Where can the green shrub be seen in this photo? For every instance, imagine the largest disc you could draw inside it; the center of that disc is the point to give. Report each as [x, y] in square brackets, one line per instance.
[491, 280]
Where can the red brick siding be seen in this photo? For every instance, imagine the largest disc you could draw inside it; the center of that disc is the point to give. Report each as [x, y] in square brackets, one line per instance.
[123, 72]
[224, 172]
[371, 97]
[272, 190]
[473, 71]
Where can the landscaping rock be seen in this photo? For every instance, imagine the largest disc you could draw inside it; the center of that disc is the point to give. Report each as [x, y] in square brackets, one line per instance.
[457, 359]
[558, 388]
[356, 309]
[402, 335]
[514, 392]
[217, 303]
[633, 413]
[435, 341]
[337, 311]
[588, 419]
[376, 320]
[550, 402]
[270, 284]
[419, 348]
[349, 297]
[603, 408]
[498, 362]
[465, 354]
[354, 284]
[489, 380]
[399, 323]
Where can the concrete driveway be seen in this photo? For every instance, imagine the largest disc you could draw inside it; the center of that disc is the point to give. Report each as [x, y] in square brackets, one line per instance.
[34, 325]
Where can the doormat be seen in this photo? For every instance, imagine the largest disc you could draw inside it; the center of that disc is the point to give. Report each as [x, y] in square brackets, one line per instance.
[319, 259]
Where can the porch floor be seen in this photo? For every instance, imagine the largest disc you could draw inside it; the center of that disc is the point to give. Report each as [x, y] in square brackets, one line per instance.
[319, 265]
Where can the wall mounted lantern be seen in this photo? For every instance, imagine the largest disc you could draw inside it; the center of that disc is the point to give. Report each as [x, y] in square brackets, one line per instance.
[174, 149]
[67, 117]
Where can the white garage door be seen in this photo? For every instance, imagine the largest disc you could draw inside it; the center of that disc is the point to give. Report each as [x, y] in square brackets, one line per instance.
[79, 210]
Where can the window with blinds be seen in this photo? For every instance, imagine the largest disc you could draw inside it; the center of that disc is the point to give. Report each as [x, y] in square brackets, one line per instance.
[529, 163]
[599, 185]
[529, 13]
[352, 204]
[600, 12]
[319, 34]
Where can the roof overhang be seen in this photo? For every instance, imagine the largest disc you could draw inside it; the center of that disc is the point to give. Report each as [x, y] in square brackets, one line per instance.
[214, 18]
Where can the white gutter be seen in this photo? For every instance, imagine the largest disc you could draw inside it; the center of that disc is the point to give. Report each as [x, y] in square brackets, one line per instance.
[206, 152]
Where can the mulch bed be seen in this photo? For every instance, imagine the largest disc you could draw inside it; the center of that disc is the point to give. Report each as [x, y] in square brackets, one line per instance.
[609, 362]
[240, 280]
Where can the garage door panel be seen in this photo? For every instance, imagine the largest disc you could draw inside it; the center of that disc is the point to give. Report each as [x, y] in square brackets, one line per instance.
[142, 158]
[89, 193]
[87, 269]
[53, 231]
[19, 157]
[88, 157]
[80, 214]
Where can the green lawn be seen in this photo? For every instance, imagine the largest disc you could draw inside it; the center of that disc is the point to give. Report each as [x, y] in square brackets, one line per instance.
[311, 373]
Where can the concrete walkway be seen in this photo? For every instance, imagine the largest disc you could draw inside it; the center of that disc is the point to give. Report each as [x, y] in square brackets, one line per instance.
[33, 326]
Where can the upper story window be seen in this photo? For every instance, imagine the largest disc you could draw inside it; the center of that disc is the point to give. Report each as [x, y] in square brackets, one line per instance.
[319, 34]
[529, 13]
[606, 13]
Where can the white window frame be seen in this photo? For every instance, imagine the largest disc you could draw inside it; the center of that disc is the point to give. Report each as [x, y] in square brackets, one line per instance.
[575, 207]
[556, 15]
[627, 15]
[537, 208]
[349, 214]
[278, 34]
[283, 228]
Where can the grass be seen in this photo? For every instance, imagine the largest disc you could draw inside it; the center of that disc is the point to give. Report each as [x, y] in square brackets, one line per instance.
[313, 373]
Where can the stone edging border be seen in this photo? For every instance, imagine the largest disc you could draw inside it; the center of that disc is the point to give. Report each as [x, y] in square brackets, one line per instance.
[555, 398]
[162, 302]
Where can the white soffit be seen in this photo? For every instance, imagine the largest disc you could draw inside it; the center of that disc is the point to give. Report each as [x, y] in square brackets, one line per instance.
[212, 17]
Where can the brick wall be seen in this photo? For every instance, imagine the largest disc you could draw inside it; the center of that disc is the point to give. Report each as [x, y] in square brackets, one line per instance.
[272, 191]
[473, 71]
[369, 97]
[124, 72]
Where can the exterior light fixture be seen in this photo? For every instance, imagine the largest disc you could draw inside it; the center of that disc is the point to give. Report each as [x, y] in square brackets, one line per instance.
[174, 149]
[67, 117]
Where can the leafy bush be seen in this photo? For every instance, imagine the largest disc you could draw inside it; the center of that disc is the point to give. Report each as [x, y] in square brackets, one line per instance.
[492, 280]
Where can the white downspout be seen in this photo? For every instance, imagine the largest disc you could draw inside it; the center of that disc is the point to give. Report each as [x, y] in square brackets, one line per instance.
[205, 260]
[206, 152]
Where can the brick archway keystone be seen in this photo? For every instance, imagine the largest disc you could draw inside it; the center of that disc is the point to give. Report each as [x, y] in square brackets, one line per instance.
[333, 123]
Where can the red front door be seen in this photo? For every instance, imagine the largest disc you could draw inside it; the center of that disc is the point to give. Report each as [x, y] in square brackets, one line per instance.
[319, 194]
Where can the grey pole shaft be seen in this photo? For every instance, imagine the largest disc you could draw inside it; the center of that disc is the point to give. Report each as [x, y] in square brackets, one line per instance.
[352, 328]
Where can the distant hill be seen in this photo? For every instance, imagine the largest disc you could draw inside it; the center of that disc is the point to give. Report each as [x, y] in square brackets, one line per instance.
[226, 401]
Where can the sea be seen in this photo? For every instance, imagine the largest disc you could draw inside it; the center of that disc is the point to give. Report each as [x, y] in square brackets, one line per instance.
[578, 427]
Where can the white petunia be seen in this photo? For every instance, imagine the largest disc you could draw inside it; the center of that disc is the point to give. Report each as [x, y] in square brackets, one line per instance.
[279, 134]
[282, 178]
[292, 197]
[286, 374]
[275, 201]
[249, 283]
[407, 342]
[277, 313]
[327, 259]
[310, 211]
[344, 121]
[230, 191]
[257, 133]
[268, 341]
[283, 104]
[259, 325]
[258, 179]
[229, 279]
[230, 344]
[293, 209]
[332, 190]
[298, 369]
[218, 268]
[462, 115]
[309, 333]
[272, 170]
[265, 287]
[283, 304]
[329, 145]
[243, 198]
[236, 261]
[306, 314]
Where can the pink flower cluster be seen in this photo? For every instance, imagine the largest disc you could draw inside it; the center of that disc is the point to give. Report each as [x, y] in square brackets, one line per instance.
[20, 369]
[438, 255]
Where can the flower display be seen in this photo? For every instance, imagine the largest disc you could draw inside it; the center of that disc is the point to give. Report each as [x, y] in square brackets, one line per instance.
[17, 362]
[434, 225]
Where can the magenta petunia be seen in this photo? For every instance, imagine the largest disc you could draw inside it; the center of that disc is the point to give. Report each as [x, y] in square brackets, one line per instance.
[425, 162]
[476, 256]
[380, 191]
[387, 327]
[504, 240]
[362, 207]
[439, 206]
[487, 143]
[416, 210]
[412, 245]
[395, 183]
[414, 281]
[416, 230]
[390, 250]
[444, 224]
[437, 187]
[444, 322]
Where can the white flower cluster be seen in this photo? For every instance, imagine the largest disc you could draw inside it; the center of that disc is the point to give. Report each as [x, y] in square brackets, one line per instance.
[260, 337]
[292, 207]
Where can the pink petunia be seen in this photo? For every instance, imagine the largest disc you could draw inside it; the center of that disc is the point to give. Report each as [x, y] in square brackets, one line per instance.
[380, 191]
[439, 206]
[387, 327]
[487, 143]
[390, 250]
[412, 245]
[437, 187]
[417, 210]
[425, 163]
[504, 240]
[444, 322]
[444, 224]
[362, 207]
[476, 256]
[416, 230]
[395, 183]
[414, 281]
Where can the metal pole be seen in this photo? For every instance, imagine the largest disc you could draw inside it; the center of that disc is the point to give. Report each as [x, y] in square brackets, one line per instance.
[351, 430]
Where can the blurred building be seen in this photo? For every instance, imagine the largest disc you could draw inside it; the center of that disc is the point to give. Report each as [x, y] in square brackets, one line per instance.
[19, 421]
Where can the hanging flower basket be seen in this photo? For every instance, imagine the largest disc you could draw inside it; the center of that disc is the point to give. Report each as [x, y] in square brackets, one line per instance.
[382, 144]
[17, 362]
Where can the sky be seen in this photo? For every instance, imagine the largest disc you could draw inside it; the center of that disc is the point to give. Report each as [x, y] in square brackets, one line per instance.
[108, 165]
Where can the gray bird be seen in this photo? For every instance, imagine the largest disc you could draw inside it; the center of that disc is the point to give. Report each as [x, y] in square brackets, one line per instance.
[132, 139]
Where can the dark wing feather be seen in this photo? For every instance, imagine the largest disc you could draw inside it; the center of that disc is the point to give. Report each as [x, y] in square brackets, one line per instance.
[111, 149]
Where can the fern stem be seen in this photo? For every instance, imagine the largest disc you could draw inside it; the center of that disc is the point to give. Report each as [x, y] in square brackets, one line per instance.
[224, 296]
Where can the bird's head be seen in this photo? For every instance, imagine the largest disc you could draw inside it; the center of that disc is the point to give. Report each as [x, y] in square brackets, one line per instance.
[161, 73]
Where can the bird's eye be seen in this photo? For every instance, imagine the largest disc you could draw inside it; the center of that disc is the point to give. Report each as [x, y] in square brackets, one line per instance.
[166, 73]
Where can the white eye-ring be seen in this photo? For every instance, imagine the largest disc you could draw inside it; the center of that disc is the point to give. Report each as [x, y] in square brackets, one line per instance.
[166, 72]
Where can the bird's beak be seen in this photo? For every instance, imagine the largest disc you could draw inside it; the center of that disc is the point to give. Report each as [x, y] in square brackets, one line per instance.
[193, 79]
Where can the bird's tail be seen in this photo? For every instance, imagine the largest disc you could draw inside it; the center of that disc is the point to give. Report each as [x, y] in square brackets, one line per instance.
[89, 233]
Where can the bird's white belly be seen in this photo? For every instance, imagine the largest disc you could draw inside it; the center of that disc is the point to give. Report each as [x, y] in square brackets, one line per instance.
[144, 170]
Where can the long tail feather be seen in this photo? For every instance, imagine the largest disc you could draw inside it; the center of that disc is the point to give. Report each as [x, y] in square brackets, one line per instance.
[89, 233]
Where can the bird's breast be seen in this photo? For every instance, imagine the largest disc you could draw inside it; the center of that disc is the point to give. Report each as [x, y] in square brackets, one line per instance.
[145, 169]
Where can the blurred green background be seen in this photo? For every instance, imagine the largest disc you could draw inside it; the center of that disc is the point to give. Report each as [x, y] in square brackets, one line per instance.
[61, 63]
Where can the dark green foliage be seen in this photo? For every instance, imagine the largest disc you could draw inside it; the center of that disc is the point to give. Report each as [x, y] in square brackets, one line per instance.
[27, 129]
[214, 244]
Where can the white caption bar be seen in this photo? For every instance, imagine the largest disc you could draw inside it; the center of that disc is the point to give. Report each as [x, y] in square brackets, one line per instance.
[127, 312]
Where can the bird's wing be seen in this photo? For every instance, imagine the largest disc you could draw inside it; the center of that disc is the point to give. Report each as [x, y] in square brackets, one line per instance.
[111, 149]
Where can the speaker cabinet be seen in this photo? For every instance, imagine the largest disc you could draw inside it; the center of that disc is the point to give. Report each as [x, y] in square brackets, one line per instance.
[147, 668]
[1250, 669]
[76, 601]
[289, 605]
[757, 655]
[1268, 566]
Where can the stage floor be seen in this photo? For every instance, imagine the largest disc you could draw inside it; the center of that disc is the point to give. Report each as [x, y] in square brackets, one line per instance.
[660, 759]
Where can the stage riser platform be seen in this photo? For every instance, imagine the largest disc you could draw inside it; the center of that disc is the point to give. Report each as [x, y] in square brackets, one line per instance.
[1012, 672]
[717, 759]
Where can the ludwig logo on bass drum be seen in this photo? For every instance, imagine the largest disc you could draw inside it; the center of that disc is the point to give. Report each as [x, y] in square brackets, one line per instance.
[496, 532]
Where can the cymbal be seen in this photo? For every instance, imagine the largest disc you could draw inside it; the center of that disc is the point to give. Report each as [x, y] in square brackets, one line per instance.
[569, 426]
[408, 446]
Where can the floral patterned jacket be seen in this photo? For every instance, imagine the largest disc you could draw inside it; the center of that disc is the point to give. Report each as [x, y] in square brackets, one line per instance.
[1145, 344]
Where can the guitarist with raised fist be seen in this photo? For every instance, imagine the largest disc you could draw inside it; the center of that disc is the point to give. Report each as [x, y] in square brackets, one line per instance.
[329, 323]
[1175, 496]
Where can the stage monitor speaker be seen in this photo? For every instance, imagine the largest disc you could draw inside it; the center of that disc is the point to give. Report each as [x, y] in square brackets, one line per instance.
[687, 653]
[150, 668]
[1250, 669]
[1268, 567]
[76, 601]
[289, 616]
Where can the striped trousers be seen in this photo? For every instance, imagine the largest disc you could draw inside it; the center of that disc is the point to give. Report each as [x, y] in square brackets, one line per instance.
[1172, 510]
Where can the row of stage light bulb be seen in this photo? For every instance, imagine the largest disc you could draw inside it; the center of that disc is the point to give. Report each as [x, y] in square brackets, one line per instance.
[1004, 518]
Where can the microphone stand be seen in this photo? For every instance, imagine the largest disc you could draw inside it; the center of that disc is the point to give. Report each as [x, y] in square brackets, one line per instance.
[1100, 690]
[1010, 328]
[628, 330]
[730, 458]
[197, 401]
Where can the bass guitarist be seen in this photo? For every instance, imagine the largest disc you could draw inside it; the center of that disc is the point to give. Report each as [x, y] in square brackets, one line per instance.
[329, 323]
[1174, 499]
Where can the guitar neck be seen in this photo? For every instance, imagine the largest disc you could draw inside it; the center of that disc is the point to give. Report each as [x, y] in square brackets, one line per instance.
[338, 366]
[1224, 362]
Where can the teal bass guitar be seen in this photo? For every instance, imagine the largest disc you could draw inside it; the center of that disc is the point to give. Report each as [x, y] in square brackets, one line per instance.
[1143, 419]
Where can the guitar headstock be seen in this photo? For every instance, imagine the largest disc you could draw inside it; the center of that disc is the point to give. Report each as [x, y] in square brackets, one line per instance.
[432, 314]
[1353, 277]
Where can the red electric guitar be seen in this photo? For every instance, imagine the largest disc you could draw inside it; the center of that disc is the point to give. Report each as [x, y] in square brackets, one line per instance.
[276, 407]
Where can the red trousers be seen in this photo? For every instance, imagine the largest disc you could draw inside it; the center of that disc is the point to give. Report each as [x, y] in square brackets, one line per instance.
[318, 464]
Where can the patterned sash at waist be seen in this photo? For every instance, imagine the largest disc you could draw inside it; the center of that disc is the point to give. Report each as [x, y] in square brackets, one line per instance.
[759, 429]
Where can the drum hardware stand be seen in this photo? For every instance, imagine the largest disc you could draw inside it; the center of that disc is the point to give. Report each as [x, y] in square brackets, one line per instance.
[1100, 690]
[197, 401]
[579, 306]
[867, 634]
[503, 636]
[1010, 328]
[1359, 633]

· · · · · · ·

◆ **Directive**:
Please write out every line of the data from the line with "Where can the cymbal" to the line with "[1145, 344]", both ends included. Scale each coordinate in the answers by 1.8, round it to a whole number with halves going up, and leave all other text unchanged.

◆ **The solution**:
Where can the cymbal be seen in this photo? For every instance, imagine the largest disc you could draw inside it; the center of that disc is the point to give. Report each as [x, y] in square brackets, one line per instance.
[1024, 767]
[734, 803]
Where can the floral patterned jacket be seen in this photo? For every instance, imagine the largest disc you could draw inside it; the center of that disc is the point to give. Report each as [x, y] in square brackets, one line per instance.
[2061, 619]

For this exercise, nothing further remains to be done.